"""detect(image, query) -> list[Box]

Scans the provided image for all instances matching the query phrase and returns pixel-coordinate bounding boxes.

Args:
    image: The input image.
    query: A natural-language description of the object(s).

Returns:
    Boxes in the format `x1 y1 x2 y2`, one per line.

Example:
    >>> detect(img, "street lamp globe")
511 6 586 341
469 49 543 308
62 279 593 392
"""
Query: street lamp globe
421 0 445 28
========
= Your task =
Could you retype exactly the lines from the one containing "query: A natural-language" through the final line of the data above, and no others?

= Result of the task =
    query: A natural-language description of the object(s).

Returns:
    Boxes in the format `x1 y1 x2 y2`, one per line.

Example:
    >>> detect(img, "street lamp globe")
511 6 586 341
469 49 543 308
62 279 593 392
"""
Query: street lamp globe
421 0 445 28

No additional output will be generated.